**EXERCISE OBJECTIVE:** Transcribe the material below word for word, leaving out the pictures.

**EXTRACTED MATERIAL:**

####

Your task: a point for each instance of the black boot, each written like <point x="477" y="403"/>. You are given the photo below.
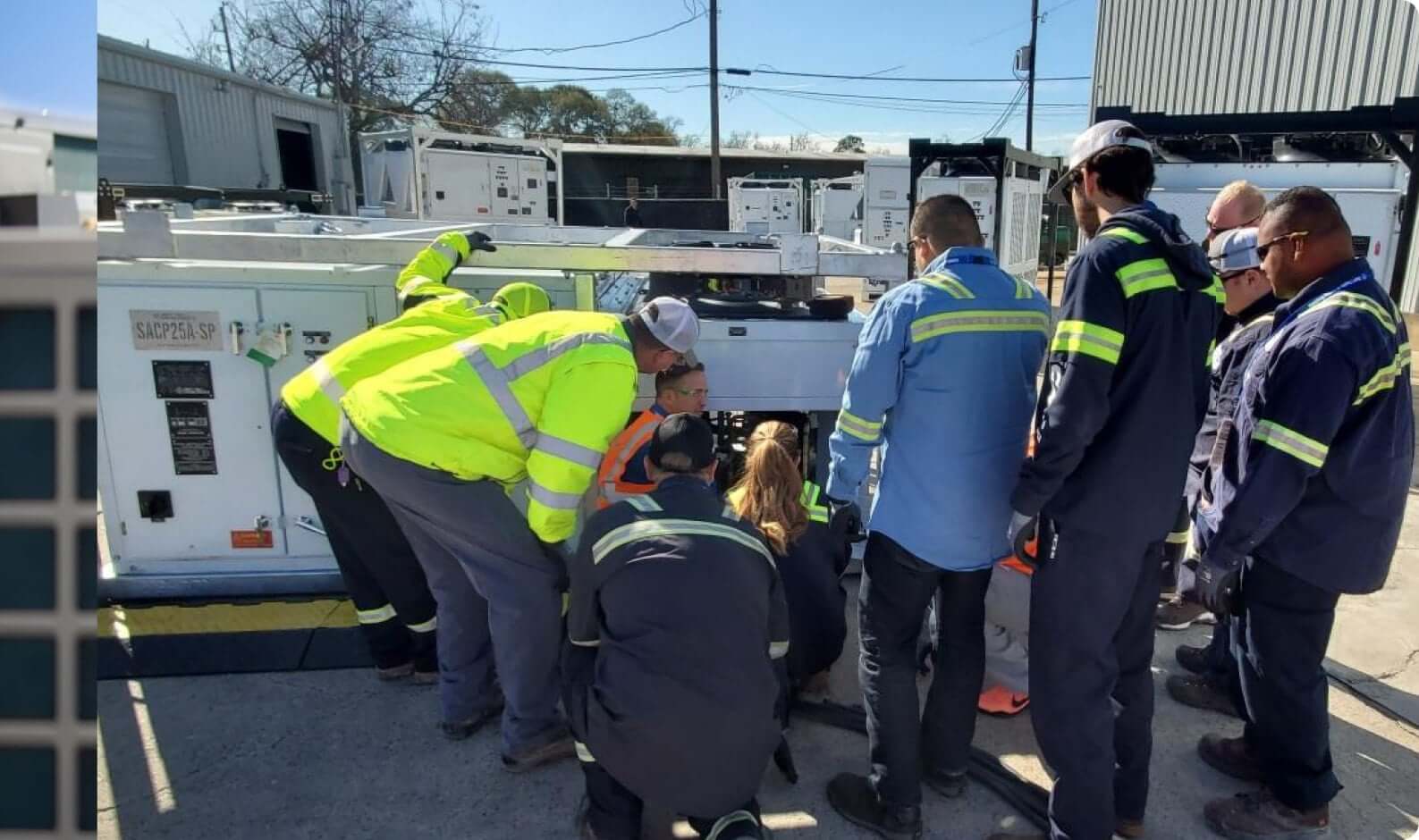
<point x="855" y="799"/>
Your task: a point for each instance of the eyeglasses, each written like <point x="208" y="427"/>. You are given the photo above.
<point x="1295" y="234"/>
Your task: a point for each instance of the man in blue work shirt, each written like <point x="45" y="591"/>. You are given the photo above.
<point x="1305" y="507"/>
<point x="1124" y="395"/>
<point x="944" y="379"/>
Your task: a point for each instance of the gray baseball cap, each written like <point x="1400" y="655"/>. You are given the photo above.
<point x="1095" y="138"/>
<point x="1233" y="250"/>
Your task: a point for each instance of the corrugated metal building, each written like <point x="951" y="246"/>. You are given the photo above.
<point x="1254" y="55"/>
<point x="1271" y="67"/>
<point x="673" y="182"/>
<point x="165" y="120"/>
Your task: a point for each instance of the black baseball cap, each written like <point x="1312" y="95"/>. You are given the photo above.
<point x="683" y="434"/>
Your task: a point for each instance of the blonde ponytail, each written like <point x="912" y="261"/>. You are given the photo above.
<point x="771" y="489"/>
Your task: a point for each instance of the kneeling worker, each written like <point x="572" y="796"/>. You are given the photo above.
<point x="676" y="620"/>
<point x="392" y="601"/>
<point x="464" y="437"/>
<point x="680" y="388"/>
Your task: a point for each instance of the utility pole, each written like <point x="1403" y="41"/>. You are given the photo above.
<point x="226" y="36"/>
<point x="714" y="99"/>
<point x="1029" y="101"/>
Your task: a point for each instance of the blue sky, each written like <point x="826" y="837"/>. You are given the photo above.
<point x="47" y="58"/>
<point x="924" y="38"/>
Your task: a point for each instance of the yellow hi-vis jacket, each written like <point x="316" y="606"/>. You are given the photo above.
<point x="442" y="318"/>
<point x="536" y="399"/>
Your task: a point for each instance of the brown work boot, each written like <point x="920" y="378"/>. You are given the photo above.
<point x="1259" y="815"/>
<point x="1181" y="613"/>
<point x="1205" y="693"/>
<point x="394" y="671"/>
<point x="1230" y="757"/>
<point x="553" y="751"/>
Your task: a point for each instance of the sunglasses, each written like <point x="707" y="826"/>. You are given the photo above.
<point x="1262" y="250"/>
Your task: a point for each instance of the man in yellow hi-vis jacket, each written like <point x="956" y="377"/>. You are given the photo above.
<point x="392" y="601"/>
<point x="466" y="437"/>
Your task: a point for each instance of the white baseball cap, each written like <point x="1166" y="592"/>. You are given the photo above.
<point x="1233" y="250"/>
<point x="1095" y="138"/>
<point x="673" y="323"/>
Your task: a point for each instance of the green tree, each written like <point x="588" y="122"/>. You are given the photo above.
<point x="850" y="144"/>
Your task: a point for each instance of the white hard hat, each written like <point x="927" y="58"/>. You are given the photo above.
<point x="673" y="323"/>
<point x="1233" y="250"/>
<point x="1095" y="138"/>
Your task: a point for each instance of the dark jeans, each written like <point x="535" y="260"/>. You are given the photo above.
<point x="903" y="740"/>
<point x="377" y="565"/>
<point x="1092" y="640"/>
<point x="500" y="595"/>
<point x="616" y="812"/>
<point x="1280" y="640"/>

####

**TASK SOLUTION:**
Your task: a point for each instance of the black boot, each written like <point x="477" y="403"/>. You are given the photo below.
<point x="855" y="799"/>
Your task: a point for each instance of the eyeglasses, each written like <point x="208" y="427"/>. You are given the photo above.
<point x="1295" y="234"/>
Your task: a point for each instance of the man in blue work shirt, each written like <point x="45" y="591"/>. You are given the photo above.
<point x="1305" y="507"/>
<point x="1124" y="395"/>
<point x="944" y="379"/>
Your task: a point for each instance of the gray baseball cap, each written like <point x="1400" y="655"/>. You are given the photo above.
<point x="1095" y="138"/>
<point x="1233" y="250"/>
Your task: a point for each instance of the corrugated metal building, each written like <point x="951" y="246"/>. You are given the photo above.
<point x="1254" y="55"/>
<point x="1271" y="67"/>
<point x="673" y="182"/>
<point x="165" y="120"/>
Your task: a point for each instance of the black baseball cap, each written like <point x="1312" y="95"/>. You are given the photo above.
<point x="683" y="434"/>
Your task: a point for each instance of the blonde ponytail, each written like <point x="912" y="261"/>. You are given the photo above.
<point x="771" y="489"/>
Your task: a point for each instance of the kneeling worker, each written like <point x="572" y="796"/>. You are given the photo above.
<point x="676" y="620"/>
<point x="392" y="601"/>
<point x="464" y="437"/>
<point x="680" y="388"/>
Your task: a point for each instance of the utility pole, each written like <point x="1403" y="41"/>. You are given the photo above.
<point x="226" y="36"/>
<point x="714" y="99"/>
<point x="1029" y="101"/>
Your task: a point for each instance of the blue sky, each written like <point x="826" y="837"/>. You are given the photo above.
<point x="47" y="58"/>
<point x="924" y="38"/>
Your task: a point for each instance of the yellow hi-vis jacket, each written like <point x="316" y="606"/>. You are given the photo above.
<point x="442" y="318"/>
<point x="536" y="399"/>
Your task: a point for each instance of the brown work boot, each written like <point x="920" y="378"/>. You are given the photo above.
<point x="1259" y="815"/>
<point x="1181" y="613"/>
<point x="1205" y="693"/>
<point x="394" y="671"/>
<point x="1230" y="757"/>
<point x="553" y="751"/>
Your task: a point for each instance of the sunglasses, each written like <point x="707" y="826"/>. You are given the photo above.
<point x="1262" y="250"/>
Your task: a point for each instance of the man in yellow hi-vis jacket, each written like <point x="956" y="377"/>. You are given the photo above.
<point x="392" y="601"/>
<point x="466" y="437"/>
Your task: a point for each instance of the white baseball cap, each written like <point x="1166" y="592"/>. You are given the photo above.
<point x="1233" y="250"/>
<point x="1095" y="138"/>
<point x="673" y="323"/>
Your task: a point for each instance of the green tree, each written like <point x="588" y="122"/>. You are given the photo above.
<point x="850" y="144"/>
Your task: a point for each instance of the white hard hat, each written like <point x="927" y="58"/>. You are given the photo above.
<point x="673" y="323"/>
<point x="1233" y="250"/>
<point x="1095" y="138"/>
Your task: a point for each instance of the dark jeans, each written like <point x="535" y="260"/>. You are given the photo above.
<point x="903" y="740"/>
<point x="377" y="565"/>
<point x="1092" y="640"/>
<point x="500" y="595"/>
<point x="616" y="812"/>
<point x="1280" y="640"/>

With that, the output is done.